• _WHAT YOU ARE ASKED TO DO_: Could you turn every line of the items below into a JSON list of strings, one string per line, with blank lines skipped? Keep the pictures out of the result.

──────── DATA SUPPLIED ────────

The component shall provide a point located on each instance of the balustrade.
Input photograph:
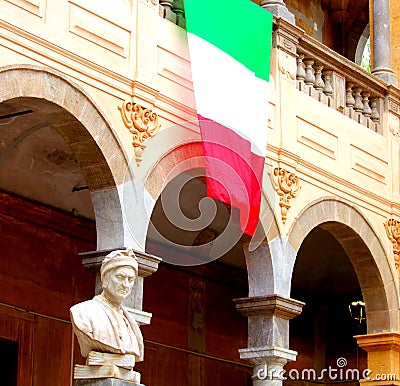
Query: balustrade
(339, 83)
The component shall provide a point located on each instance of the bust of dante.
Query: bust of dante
(102, 324)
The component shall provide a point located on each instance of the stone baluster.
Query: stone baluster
(167, 4)
(278, 8)
(375, 116)
(310, 77)
(328, 88)
(301, 73)
(366, 108)
(319, 82)
(350, 101)
(358, 105)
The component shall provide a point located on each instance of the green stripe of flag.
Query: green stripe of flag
(240, 28)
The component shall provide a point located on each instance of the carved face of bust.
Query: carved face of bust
(118, 283)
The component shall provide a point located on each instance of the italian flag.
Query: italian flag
(229, 45)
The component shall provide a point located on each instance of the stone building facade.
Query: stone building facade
(100, 150)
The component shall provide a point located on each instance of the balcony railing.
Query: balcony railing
(339, 83)
(322, 74)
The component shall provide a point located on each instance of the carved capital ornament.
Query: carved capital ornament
(141, 122)
(392, 227)
(287, 186)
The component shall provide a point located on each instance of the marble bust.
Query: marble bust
(102, 324)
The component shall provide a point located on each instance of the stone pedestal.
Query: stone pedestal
(268, 336)
(105, 382)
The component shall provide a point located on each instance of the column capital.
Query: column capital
(271, 305)
(379, 341)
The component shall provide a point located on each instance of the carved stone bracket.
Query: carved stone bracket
(392, 227)
(287, 185)
(141, 122)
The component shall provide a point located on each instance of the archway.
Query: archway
(325, 280)
(201, 276)
(69, 110)
(58, 191)
(353, 268)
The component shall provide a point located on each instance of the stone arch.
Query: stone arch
(365, 251)
(189, 156)
(70, 110)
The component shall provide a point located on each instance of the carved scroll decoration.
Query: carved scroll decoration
(287, 185)
(141, 122)
(392, 227)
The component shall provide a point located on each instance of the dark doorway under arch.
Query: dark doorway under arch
(325, 280)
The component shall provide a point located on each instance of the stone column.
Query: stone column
(278, 8)
(148, 264)
(381, 45)
(268, 336)
(383, 358)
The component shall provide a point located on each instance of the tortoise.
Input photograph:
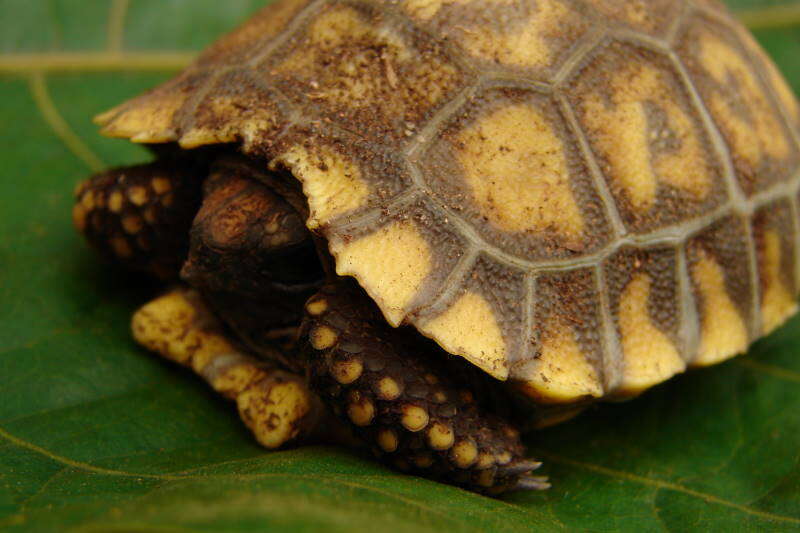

────────

• _FINISHED TASK_:
[
  "The component shall provide a point located on each instance of the balustrade.",
  "Input photograph:",
  "Query: balustrade",
  "(339, 83)",
  "The component shall provide a point located on each instance of the bust of dante.",
  "Query: bust of dante",
  "(102, 324)",
  "The component shall provide a point located on each instance of the stone baluster.",
  "Query: stone baluster",
  "(167, 4)",
  "(278, 8)",
  "(375, 116)",
  "(310, 77)",
  "(328, 88)",
  "(301, 73)",
  "(366, 108)",
  "(319, 82)",
  "(350, 101)",
  "(358, 105)",
  "The component shall provide a point located on each instance of the green stripe of flag.",
  "Query: green stripe of flag",
  "(240, 28)",
  "The component shall provide a point located on each instance of the carved face of bust.",
  "Query: carved face of bust",
  "(118, 283)",
  "The component shall provide a point located on each instance of the italian flag.",
  "Query: italian flag",
  "(229, 45)",
  "The component shall provide a point located on each instance of the stone building facade.",
  "Query: stone building facade",
  "(100, 150)",
  "The component shall provide a point located on each instance of the balcony railing.",
  "Query: balcony railing",
  "(339, 83)",
  "(322, 74)",
  "The component shall provide a point located on each instance of the carved capital ornament.",
  "Query: carved capital ornament",
  "(141, 122)",
  "(392, 227)",
  "(287, 186)",
  "The component shall provide a point located on each instance of the marble bust.",
  "Query: marble bust",
  "(102, 324)",
  "The component shall provide a point located on each instance of the stone pedestal.",
  "Query: stone pedestal",
  "(268, 336)",
  "(105, 382)",
  "The component shall provide a point located on each instance of the column capital.",
  "Query: column capital",
  "(271, 305)",
  "(379, 341)",
  "The component shall provide a point located on each instance of the carved stone bracket.",
  "Query: carved stone bracket",
  "(392, 227)",
  "(287, 185)",
  "(141, 122)",
  "The component shall provide a point located on each instance of the archway.",
  "Query: archway",
  "(325, 280)",
  "(201, 276)",
  "(69, 110)",
  "(58, 191)",
  "(353, 268)",
  "The component shall provide a point located on each instance of the stone arch.",
  "Query: stone arch",
  "(365, 251)",
  "(189, 156)",
  "(70, 110)",
  "The component shall provide a point located on each instance of the carved scroll decoration.",
  "Query: carved scroll decoration",
  "(287, 185)",
  "(141, 122)",
  "(392, 227)",
  "The component shall provide a point located on each instance of the dark doorway under arch.",
  "Query: dark doorway under arch",
  "(325, 280)",
  "The component shall provide a point located on each instance of the stone column.",
  "Query: stone column",
  "(278, 8)",
  "(148, 264)",
  "(381, 45)",
  "(268, 336)",
  "(383, 358)",
  "The component shall provide a point located on each instance of the tortoise.",
  "Input photograph:"
]